▶ [Job 1] From the entries further down, output the lines from the one containing "mark: the snow-covered bush, one" through the last line of the entries, both included, reproducing each line exactly.

▶ [Passage]
>>
Measuring CUDA ISP API performance using GstShark and GstPerf

From RidgeRun Developer Wiki


Previous: Performance/Library Index Next: Contact Us






GStreamer elements performance

To measure the performance, we have used two of our GStreamer tools: GstShark and GstPerf.

For testing purposes, take into account the following points:

  • Maximum performance mode enabled: all cores and Jetson clocks enabled.
  • Jetpack 4.6
  • A patch was applied to v4l2src to enable bayer10 captures. You can see how to apply the patch in this link: Apply patch to v4l2src

In summary:

Jetson Orin (2472x2064) Jetson Xavier AGX (+1080p) Jetson Xavier NX (4K) Jetson Nano (4K)
Element cudashift cudadebayer cudaawb cudadebayer cudaawb cudashift cudadebayer cudaawb cudashift cudadebayer cudaawb
Output bayer 8 RGB I420 RGB I420 RGB I420 RGB I420 bayer 8 RGB I420 RGB I420 bayer 8 RGB I420 RGB I420
FPS 1382 1063 861 1800 1022 539 458 752 473 396 228 187 370 202 92 51 36 91 38
Processing time (milliseconds) 0.7237 0.9411 1.161 0.5557 0.9781 1.854 2.183 1.329 2.111 2.522 4.389 5.353 2.698 4.952 10.886 19.484 27.696 10.961 26.022

Jetson Orin

In this case, the patch for v4l2src was modified to enable captures in bayer 12. The processing time and FPS were measured with an input image with 2472x2064 resolution from a camera sensor for all the elements.
<<
▶ [Job 2] In the CUDA ISP performance page, which Jetpack version is listed among the testing conditions?

▶ [Record excerpts]
>>
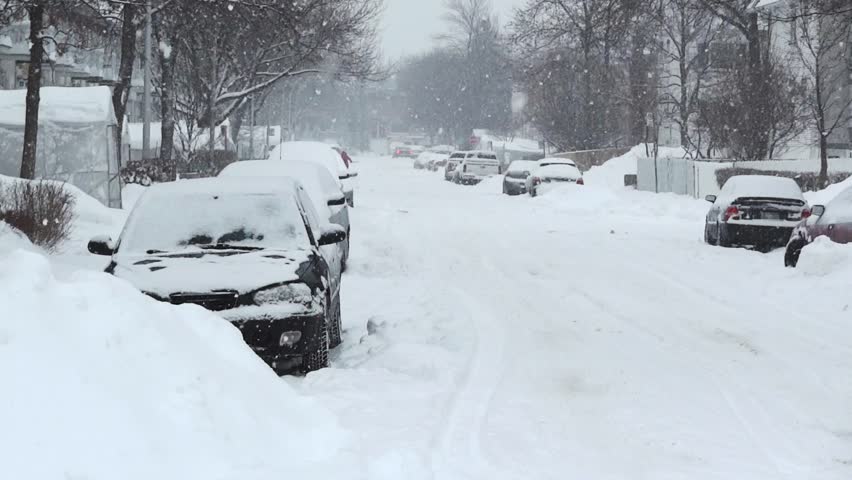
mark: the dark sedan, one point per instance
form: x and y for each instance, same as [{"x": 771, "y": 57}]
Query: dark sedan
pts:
[
  {"x": 833, "y": 221},
  {"x": 755, "y": 211},
  {"x": 249, "y": 251}
]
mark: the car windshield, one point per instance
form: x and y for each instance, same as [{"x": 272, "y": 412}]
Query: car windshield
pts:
[{"x": 165, "y": 224}]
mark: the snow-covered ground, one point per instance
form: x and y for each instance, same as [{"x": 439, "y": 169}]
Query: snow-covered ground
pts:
[
  {"x": 587, "y": 333},
  {"x": 584, "y": 334}
]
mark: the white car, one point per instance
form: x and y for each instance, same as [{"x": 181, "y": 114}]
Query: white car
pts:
[
  {"x": 477, "y": 166},
  {"x": 324, "y": 189},
  {"x": 515, "y": 181},
  {"x": 451, "y": 169},
  {"x": 553, "y": 172},
  {"x": 324, "y": 155}
]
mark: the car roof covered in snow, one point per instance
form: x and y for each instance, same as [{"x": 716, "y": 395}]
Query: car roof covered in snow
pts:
[
  {"x": 557, "y": 161},
  {"x": 234, "y": 186},
  {"x": 320, "y": 184},
  {"x": 558, "y": 170},
  {"x": 74, "y": 105},
  {"x": 760, "y": 186},
  {"x": 522, "y": 166},
  {"x": 310, "y": 152}
]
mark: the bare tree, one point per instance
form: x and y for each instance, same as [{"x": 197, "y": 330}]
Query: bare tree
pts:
[
  {"x": 684, "y": 29},
  {"x": 822, "y": 45},
  {"x": 743, "y": 17}
]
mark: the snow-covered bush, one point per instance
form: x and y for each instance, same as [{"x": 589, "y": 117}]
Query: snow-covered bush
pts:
[{"x": 41, "y": 210}]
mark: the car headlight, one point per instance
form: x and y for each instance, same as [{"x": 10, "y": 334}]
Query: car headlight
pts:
[{"x": 297, "y": 293}]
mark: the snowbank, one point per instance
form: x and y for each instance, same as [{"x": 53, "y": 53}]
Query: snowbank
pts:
[
  {"x": 824, "y": 257},
  {"x": 101, "y": 382},
  {"x": 611, "y": 173},
  {"x": 822, "y": 197}
]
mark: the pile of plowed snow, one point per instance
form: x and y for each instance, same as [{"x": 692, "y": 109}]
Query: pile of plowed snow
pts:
[
  {"x": 611, "y": 173},
  {"x": 102, "y": 382}
]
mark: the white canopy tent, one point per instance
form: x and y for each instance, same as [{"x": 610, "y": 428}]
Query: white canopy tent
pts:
[{"x": 76, "y": 139}]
<<
▶ [Answer 1]
mark: the snow-covered bush, one point per instance
form: x and y for each instance, same as [{"x": 589, "y": 117}]
Query: snow-covered bush
pts:
[{"x": 41, "y": 210}]
mark: the car headlight, one point per instance
form: x and y for each instance, same as [{"x": 10, "y": 334}]
Query: car headlight
pts:
[{"x": 297, "y": 293}]
mark: the snowbank, one point per instance
form: x and y for each instance, same as [{"x": 53, "y": 53}]
Query: snowbank
pts:
[
  {"x": 824, "y": 257},
  {"x": 101, "y": 382},
  {"x": 611, "y": 173},
  {"x": 822, "y": 197}
]
mark: the pile of plowed snow, one point per instance
form: x and y for each instance, same as [{"x": 692, "y": 109}]
Query: pile of plowed snow
pts:
[
  {"x": 611, "y": 173},
  {"x": 102, "y": 382}
]
mark: the white canopy tent, one point per instance
form: x and y for each instance, same as [{"x": 610, "y": 428}]
Query: white canopy tent
pts:
[{"x": 76, "y": 139}]

▶ [Answer 2] Jetpack 4.6